■ **TRECHO DA FONTE**
********

Entrou em vigor nesta segunda-feira, 25 de agosto, a Lei do Luto Parental (Lei nº 15.139, de 23 de maio de 2025), que assegura atendimento multidisciplinar e humanizado a famílias que sofrem a perda de bebês durante a gestação, no parto ou nos primeiros dias de vida. A legislação prevê apoio psicológico, espaços adequados para despedida, acomodações separadas e acompanhamento especializado. O objetivo é evitar que mães e familiares enfrentem o luto em meio a situações que intensificam a dor, como dividir enfermarias com mães que celebram a chegada de seus filhos.
De acordo com dados da Secretaria de Estado de Saúde de Minas Gerais (SES-MG), somente até 20 de agosto deste ano já foram registrados 747 óbitos neonatais no estado. Em 2024, o número chegou a 1.710. Agora, cada um desses casos deverá contar com protocolos de acolhimento que, até então, não eram regra no sistema de saúde.
Alguns hospitais, no entanto, já adotavam práticas de cuidado diferenciado. Foi o caso do Hospital Sofia Feldman, em Belo Horizonte, onde a produtora de eventos Maria Júlia Souza (Maju), de 37 anos, viveu a perda do filho Zack em março deste ano. “Eu tive sorte de encontrar uma equipe que me acolheu. Mas não pode depender de sorte. Com a lei, toda mãe terá o direito de se despedir com dignidade”, afirma.

********

■ **TAREFA 1**
Resuma o texto sobre a Lei do Luto Parental em duas frases.
■ **TAREFA 2**
Atualize o texto sobre a Lei do Luto Parental: reescreva o trecho de "Entrou em vigor" até "de seus filhos.", trocando "acomodações separadas" por "quartos individuais".

********

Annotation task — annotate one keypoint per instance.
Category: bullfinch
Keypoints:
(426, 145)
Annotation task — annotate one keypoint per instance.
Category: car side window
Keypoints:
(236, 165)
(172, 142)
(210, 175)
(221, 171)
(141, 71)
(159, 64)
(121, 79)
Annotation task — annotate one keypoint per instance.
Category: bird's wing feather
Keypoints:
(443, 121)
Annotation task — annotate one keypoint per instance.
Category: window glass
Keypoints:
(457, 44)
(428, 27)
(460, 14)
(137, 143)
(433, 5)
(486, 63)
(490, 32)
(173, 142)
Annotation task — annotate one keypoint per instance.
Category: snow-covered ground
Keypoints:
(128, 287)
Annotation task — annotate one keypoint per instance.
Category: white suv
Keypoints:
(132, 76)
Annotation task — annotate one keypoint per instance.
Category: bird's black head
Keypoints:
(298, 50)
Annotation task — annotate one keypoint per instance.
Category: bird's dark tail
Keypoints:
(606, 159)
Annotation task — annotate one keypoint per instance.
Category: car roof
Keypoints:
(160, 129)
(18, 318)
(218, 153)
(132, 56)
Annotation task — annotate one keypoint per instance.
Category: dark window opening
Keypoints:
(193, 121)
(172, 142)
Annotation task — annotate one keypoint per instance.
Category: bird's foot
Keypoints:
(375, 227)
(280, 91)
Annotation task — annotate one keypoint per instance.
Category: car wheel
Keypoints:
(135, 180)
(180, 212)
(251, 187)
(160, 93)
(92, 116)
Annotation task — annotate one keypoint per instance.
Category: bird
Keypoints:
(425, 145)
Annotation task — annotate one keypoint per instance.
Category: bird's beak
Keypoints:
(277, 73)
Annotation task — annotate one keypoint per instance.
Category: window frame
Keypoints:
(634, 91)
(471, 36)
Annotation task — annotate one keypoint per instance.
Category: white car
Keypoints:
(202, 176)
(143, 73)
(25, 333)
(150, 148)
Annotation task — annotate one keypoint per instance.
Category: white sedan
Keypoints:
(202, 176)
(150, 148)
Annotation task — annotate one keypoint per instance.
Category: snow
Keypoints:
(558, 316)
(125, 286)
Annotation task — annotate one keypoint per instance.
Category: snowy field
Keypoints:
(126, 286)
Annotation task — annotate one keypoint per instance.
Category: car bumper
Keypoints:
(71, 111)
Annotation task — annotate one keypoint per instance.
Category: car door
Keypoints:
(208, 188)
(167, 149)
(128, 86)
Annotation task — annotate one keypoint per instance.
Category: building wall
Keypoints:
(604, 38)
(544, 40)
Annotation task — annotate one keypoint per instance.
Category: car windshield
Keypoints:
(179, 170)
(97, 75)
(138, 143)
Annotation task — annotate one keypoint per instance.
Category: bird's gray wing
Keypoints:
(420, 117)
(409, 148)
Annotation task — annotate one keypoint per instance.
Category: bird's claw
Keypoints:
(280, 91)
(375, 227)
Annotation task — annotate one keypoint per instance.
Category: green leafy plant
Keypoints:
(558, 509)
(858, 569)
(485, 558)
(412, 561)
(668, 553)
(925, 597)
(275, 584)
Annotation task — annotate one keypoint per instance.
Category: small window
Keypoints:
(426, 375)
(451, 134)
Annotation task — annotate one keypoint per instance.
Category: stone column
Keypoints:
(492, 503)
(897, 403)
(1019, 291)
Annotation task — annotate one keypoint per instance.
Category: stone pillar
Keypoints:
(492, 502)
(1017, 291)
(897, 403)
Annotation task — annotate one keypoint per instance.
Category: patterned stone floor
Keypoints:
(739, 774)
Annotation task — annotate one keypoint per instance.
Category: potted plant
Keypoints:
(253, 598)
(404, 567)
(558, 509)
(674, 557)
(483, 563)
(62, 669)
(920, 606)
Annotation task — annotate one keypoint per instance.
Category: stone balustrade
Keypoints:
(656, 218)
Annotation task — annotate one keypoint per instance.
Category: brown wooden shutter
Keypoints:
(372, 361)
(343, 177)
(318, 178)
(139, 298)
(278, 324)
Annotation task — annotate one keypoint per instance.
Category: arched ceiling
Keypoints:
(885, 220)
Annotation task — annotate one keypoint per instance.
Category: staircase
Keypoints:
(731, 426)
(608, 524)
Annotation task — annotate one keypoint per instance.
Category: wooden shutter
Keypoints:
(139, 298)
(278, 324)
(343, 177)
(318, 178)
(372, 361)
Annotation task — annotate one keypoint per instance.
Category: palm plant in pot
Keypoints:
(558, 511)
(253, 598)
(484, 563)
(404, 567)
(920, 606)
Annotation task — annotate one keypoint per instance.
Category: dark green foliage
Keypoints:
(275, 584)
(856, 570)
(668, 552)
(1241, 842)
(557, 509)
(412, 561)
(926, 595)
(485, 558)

********

■ **RESPOSTA 1**
A Lei do Luto Parental, em vigor desde segunda-feira, 25 de agosto, assegura atendimento multidisciplinar e humanizado, com apoio psicológico, espaços adequados para despedida e acomodações separadas, a famílias que perdem bebês durante a gestação, no parto ou nos primeiros dias de vida. Em Minas Gerais, foram registrados 747 óbitos neonatais até 20 de agosto deste ano e 1.710 em 2024, e alguns hospitais, como o Sofia Feldman, em Belo Horizonte, já adotavam práticas de cuidado diferenciado.

■ **RESPOSTA 2**
Entrou em vigor nesta segunda-feira, 25 de agosto, a Lei do Luto Parental (Lei nº 15.139, de 23 de maio de 2025), que assegura atendimento multidisciplinar e humanizado a famílias que sofrem a perda de bebês durante a gestação, no parto ou nos primeiros dias de vida. A legislação prevê apoio psicológico, espaços adequados para despedida, quartos individuais e acompanhamento especializado. O objetivo é evitar que mães e familiares enfrentem o luto em meio a situações que intensificam a dor, como dividir enfermarias com mães que celebram a chegada de seus filhos.